### Task goal
Find each line in the listing below that contains the word "green", and copy those lines.

### Data provided
<<<<

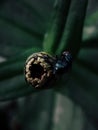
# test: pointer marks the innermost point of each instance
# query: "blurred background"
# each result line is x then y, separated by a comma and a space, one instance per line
23, 24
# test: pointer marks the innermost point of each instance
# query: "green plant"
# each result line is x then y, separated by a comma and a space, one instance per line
64, 33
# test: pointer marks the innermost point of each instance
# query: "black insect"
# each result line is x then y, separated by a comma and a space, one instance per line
63, 63
42, 69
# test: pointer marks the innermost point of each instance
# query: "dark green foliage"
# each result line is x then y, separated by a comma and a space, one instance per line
23, 25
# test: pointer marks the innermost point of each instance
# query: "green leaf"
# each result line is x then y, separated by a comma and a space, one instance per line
90, 29
56, 27
15, 66
71, 39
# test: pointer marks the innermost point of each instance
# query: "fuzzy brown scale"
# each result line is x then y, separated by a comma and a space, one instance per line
39, 69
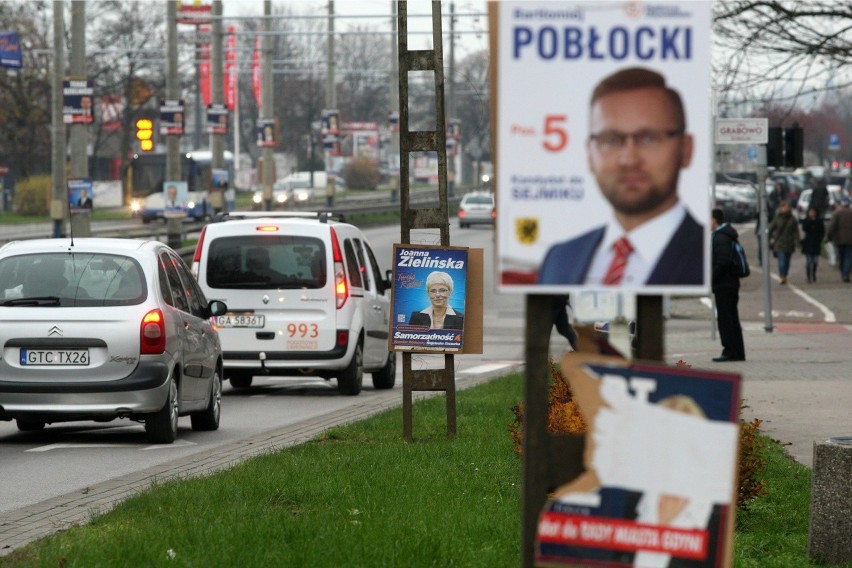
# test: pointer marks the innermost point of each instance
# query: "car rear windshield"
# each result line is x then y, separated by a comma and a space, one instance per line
71, 280
259, 262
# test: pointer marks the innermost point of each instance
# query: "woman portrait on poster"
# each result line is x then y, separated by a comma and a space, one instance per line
439, 314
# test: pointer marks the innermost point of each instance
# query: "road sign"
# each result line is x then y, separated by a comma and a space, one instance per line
834, 142
742, 130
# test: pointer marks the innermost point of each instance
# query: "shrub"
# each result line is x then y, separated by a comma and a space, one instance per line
32, 195
563, 416
361, 173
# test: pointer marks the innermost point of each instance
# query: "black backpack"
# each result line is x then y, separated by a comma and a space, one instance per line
739, 260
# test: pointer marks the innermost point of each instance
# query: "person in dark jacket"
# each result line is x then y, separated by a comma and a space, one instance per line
814, 229
840, 234
784, 238
819, 196
726, 289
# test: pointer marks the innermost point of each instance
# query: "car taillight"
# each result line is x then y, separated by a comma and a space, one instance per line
196, 258
341, 288
342, 337
152, 333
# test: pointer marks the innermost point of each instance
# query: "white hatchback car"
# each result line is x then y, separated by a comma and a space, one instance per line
305, 294
98, 329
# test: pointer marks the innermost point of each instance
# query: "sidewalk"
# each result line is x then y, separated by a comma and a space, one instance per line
796, 379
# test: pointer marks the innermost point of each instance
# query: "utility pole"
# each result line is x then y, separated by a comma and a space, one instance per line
394, 103
172, 90
217, 141
266, 99
451, 106
81, 222
330, 96
174, 224
59, 200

>>>>

### Exercise solution
# query: "green plant"
# query: "dark green foliage"
# query: "green leaf"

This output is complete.